Treść zadania 1:
Przedstaw w formie zwięzłej listy akapit tekstu o instalacji elektrycznej zaczynający się od słów „Kolejna sprawa dotyczy wygody użytkowników”, zachowując jego główne fakty.
Treść zadania 2:
Jaką moc uzyskano w tekście o instalacji elektrycznej po podstawieniu przyjętych wartości do wzoru P = U * I * cos fi?
Treść zadania 3:
Dopisz dalszą część tekstu o instalacji elektrycznej, zaczynając od miejsca po jego ostatnim zdaniu.

Wielu powie, że piszę bzdury bo co ma wspólnego luźne połączenie z porażeniem prądem, albo jak to może wpłynąć na brak ochrony przeciwprzepięciowej? Odpowiedź nie jest trudna. Co w sytuacji gdy takie luźne połączenie wystąpi na przewodzie ochronnym PE (oznaczany kolorem żółto-zielonym)? Wówczas w takim obwodzie w razie wystąpienia upływności (prażenia prądem elektrycznym) wyłącznik różnicowoprądowy nie zadziała i może dojść do śmiertelnego porażenia prądem. Podobnie z ogranicznikiem przepięć. Jeśli przewód ochronny PE będzie luźny wówczas, albo nie będzie połączenia (będzie przerwa w obwodzie), albo wzrośnie rezystancja takiego połączenia i ogranicznik przepięć zamontowany np. w listwie przeciwprzepięciowej w praktyce nie zapewni skutecznej ochrony podłączonych urządzeń. Niestety o tych zagadnieniach niewiele się mówi bo to „takie niewygodne” a podnoszące koszty tematy.

Przeróbka gniazd a wygoda użytkowników

Kolejna sprawa dotyczy wygody użytkowników. Zakładam, że przewód znajdujący się w ścianie ma przekrój minimum 2,5 mm2 i jest ułożony bezpośrednio w ścianie, która nie ma podwyższonej temperatury np. nie jest to komin z kanałami spalinowymi. W takim wypadku największe zagrożenie istnieje dla komfortu użytkowania instalacji i polega na tym, że w sytuacji, gdy w tym samym czasie włączy się zbyt dużo urządzeń w wyłączniku nadprądowym zadziała człon przeciążeniowy (w Pana przypadku jest to wartość 16 A charakterystyka wyzwalania B).

16 A – czy to dużo?

Możemy to oszacować. W tym celu skorzystamy z wzoru na moc:

P = U * I * cos fi

We wspomnianym wzorze:

U – oznacza napięcie i w naszym przypadku instalacji jednofazowej mamy wartość 230 V
I – oznacza prąd i przyjmijmy prąd zabezpieczenia nadprądowego 16 A
cos fi – oznacza współczynnik mocy i dla uproszczenia przyjmijmy wartość 0,8

Po podstawieniu do wzoru podanych wartości otrzymujemy 2 944 W (P = 230 * 16 * 0,8 = 2 944 W). Analizując informacje, które zawarł Pan w pytaniu możemy spróbować oszacować orientacyjnie moc podłączanych urządzeń (nie znam dokładnych modeli więc przyjmuję przeciętne wartości, ale realnie w Pana przypadku mogą to być mniejsze, lub większe wartości – proszę sprawdzić i dokonać własnych przeliczeń).

Wybrane dane:
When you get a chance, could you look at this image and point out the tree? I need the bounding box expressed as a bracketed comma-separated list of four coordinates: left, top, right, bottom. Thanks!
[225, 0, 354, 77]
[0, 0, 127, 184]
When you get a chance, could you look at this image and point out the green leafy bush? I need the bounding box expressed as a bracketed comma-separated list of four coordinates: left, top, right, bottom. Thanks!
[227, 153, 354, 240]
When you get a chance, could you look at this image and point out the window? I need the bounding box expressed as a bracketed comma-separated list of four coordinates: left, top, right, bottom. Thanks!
* * *
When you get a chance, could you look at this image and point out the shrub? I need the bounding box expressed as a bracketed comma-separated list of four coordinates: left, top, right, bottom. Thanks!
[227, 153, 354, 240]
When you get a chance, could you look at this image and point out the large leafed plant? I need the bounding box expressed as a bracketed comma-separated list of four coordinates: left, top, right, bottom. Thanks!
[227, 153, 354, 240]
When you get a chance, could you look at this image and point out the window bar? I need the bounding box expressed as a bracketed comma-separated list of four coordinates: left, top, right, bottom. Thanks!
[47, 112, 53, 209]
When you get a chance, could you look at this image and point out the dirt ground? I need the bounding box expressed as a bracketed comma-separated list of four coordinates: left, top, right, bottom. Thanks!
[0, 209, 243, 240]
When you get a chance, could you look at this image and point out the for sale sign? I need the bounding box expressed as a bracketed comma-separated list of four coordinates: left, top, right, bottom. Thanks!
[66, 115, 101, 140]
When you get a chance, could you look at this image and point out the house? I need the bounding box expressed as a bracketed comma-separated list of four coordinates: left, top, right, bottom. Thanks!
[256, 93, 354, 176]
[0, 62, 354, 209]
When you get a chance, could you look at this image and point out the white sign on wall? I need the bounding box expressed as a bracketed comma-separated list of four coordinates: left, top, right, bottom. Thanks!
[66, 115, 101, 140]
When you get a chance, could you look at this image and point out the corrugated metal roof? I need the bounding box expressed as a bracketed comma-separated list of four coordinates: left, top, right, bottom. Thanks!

Odpowiedź końcowa 1:
- Założenie: przewód w ścianie ma przekrój co najmniej 2,5 mm2.
- Przewód jest ułożony bezpośrednio w ścianie bez podwyższonej temperatury, np. nie w kominie z kanałami spalinowymi.
- W takich warunkach największe zagrożenie dotyczy komfortu użytkowania instalacji.
- Przy jednoczesnym włączeniu zbyt wielu urządzeń zadziała człon przeciążeniowy wyłącznika nadprądowego.
- W omawianym przypadku jest to wyłącznik 16 A o charakterystyce wyzwalania B.

Odpowiedź końcowa 2:
2 944 W (P = 230 * 16 * 0,8).

Odpowiedź końcowa 3:
Szacunkowo:

  • czajnik około 2 000 W
  • zmywarka około 2 000 W
  • Thermomix około 1500 W (silnik 500 W + układ grzewczy 1 000 W)
  • ekspres do kawy około 2 000 W
  • piekarnik około 2 000 W
  • pozostałe gniazdka ogólnego przeznaczenia

W związku z tym, powołując się na mającą już 20 lat Normę N SEP-E-002 dla wygody mieszkańców sugerowałbym 6 niezależnych obwodów z czego każdy zabezpieczony powinien być osobnym wyłącznikiem nadprądowym B 16 A „bezpiecznikiem”. Przypuszczam, że w istniejącej rozdzielnicy nie ma Pan na tyle dużo wolnego miejsca, aby dołożyć dodatkowe zabezpieczenia. Dodatkowo jakakolwiek przeróbka (rozbudowa, przebudowa) istniejącej rozdzielnicy elektrycznej z punktu widzenia prawa lub odpowiedzialności wykonawcy znowu nie jest taka prosta. Zagadnienie opisałem w artykule: Czy TY jesteś dystrybutorem aparatury elektrycznej? Domyślam się, że o wielu poruszonych tu zagadnieniach nigdy Pan nie słyszał a w kontekście przeróbki gniazd i podziału jednego obwodu na sześć, aż ciśnie się Panu na myśl pytanie:

 Ale po co? Przecież do tej pory działało!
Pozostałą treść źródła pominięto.